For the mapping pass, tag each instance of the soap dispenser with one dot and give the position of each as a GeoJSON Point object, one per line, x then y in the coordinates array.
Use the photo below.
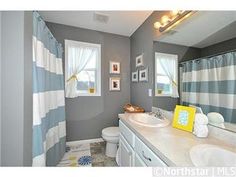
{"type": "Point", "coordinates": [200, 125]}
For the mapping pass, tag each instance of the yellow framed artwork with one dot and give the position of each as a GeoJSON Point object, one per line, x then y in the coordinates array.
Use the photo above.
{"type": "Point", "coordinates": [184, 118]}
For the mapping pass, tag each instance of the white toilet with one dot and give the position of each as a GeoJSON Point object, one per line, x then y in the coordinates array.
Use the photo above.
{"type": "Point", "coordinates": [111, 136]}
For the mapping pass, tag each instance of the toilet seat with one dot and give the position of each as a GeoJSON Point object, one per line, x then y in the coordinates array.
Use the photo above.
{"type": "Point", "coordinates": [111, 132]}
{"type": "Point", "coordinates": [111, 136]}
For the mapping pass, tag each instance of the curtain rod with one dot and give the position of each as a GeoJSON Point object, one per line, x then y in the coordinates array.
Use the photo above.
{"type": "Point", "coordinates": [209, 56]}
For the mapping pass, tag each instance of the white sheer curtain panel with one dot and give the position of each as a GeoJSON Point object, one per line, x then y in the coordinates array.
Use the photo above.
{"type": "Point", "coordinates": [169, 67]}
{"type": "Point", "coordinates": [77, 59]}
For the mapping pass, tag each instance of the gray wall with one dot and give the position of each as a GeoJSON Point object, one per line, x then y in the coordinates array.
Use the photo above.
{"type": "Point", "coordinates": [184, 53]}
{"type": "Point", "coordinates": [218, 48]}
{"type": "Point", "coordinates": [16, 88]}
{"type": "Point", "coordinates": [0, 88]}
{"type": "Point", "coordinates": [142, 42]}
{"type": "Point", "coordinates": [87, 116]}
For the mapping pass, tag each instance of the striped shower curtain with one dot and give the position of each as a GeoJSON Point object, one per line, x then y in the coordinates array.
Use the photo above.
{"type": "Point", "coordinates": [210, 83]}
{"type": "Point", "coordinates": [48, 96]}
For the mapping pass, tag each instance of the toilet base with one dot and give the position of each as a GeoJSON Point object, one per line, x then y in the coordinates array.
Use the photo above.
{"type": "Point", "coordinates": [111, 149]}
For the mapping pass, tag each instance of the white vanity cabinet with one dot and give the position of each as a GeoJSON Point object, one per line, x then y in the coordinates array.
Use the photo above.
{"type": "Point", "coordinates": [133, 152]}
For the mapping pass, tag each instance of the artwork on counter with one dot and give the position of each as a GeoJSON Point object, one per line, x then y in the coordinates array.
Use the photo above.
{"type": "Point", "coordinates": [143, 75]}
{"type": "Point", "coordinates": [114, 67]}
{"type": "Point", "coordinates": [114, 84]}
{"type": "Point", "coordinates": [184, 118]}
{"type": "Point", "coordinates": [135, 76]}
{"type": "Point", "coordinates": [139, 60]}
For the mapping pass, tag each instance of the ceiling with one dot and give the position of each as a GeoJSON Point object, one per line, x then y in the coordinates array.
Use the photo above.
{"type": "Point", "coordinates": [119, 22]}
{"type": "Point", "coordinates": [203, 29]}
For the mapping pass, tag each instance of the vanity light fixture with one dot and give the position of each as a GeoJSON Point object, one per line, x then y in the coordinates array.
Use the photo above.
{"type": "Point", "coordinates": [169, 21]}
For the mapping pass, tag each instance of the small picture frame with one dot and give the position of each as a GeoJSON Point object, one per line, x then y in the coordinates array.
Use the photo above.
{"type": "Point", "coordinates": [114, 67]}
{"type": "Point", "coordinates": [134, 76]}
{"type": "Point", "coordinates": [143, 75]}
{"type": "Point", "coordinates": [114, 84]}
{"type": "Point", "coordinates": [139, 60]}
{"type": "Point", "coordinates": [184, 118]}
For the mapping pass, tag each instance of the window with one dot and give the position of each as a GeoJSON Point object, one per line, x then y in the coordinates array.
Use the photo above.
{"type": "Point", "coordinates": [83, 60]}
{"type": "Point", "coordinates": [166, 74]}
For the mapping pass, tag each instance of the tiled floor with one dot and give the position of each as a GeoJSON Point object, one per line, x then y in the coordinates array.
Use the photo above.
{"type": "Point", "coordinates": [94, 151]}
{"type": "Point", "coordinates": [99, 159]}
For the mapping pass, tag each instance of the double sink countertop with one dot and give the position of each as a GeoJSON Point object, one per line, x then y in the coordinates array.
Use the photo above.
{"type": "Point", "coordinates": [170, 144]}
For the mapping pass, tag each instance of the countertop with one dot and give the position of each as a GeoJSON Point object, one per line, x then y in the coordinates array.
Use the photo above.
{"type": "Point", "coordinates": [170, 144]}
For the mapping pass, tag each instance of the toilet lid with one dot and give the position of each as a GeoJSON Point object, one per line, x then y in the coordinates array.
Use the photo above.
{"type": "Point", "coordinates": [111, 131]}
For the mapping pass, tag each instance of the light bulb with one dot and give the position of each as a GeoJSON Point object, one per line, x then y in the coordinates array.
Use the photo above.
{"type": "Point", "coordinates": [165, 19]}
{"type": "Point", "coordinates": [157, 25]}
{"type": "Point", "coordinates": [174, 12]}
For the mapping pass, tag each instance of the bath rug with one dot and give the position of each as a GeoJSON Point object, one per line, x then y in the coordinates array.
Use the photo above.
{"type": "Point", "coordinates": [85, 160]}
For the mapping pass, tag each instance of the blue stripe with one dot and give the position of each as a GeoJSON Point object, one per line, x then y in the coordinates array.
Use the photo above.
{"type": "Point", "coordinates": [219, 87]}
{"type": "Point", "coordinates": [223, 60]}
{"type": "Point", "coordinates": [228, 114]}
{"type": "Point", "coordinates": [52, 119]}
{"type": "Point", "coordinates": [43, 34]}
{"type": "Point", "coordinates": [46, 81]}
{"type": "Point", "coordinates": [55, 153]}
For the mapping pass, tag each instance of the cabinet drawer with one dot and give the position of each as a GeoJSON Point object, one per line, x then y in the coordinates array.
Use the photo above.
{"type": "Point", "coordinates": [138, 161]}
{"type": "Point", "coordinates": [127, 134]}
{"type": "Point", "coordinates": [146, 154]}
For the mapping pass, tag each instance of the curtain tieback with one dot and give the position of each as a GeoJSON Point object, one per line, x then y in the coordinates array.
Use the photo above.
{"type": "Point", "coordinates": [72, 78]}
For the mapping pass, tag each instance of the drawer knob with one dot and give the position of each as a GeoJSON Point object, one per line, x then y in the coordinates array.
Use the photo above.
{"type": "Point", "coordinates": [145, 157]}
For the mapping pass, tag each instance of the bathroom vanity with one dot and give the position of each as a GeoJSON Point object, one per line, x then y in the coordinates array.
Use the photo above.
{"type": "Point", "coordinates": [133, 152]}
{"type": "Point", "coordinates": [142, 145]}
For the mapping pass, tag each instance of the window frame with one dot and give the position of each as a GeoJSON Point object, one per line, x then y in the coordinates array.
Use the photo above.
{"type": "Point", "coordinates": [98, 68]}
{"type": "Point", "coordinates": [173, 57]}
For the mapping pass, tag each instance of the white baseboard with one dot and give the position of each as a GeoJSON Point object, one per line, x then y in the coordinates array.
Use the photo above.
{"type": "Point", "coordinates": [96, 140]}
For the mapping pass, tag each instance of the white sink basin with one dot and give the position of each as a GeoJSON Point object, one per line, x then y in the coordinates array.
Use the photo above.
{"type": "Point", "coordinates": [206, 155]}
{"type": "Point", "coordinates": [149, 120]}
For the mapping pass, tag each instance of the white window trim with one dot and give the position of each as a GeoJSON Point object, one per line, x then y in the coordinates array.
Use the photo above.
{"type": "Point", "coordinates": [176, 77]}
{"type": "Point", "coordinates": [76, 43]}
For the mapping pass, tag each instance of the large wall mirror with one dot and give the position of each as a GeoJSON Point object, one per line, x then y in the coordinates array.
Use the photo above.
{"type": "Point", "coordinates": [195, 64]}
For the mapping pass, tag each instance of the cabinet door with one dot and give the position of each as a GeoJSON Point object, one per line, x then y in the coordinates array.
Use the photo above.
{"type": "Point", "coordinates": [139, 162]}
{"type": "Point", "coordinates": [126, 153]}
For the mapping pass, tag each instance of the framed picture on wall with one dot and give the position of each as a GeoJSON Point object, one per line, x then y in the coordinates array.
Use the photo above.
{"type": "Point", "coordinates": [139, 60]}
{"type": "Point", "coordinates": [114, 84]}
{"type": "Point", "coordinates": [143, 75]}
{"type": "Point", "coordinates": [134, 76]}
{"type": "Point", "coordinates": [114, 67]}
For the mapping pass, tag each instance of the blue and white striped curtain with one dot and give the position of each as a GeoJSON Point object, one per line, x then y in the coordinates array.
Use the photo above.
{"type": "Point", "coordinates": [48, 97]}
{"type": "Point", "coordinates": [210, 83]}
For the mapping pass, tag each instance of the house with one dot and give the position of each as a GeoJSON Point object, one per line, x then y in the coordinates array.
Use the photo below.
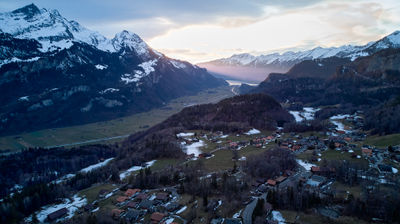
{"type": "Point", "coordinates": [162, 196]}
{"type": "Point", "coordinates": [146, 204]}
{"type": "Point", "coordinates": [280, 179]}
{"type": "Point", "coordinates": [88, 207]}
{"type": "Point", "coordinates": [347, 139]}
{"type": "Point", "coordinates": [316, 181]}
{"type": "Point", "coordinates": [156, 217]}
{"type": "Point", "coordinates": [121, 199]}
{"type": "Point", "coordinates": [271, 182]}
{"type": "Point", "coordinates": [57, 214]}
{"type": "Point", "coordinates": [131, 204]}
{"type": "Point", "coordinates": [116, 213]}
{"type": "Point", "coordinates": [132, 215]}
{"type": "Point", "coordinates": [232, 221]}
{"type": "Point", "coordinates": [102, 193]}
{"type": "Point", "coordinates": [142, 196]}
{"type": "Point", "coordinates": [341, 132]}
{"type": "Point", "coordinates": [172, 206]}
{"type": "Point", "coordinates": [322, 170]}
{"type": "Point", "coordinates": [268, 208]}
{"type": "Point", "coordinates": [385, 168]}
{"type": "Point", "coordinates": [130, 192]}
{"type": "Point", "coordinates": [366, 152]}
•••
- **Work to do**
Extract only the lines from the line containing "For the mapping pass, tag each instance of the house" through the final line of the records; keep both ends and drop every picture.

- **Response**
For the mapping pass, tag each instance of the house with one dot and give the position of each as a GeoJSON Point object, one per line, x then y in the coordinates array.
Use the photo below.
{"type": "Point", "coordinates": [162, 196]}
{"type": "Point", "coordinates": [146, 204]}
{"type": "Point", "coordinates": [280, 179]}
{"type": "Point", "coordinates": [88, 207]}
{"type": "Point", "coordinates": [347, 139]}
{"type": "Point", "coordinates": [316, 181]}
{"type": "Point", "coordinates": [156, 217]}
{"type": "Point", "coordinates": [121, 199]}
{"type": "Point", "coordinates": [271, 182]}
{"type": "Point", "coordinates": [57, 214]}
{"type": "Point", "coordinates": [131, 204]}
{"type": "Point", "coordinates": [116, 213]}
{"type": "Point", "coordinates": [132, 215]}
{"type": "Point", "coordinates": [232, 221]}
{"type": "Point", "coordinates": [102, 193]}
{"type": "Point", "coordinates": [142, 196]}
{"type": "Point", "coordinates": [341, 132]}
{"type": "Point", "coordinates": [172, 206]}
{"type": "Point", "coordinates": [322, 170]}
{"type": "Point", "coordinates": [268, 208]}
{"type": "Point", "coordinates": [385, 168]}
{"type": "Point", "coordinates": [130, 192]}
{"type": "Point", "coordinates": [366, 152]}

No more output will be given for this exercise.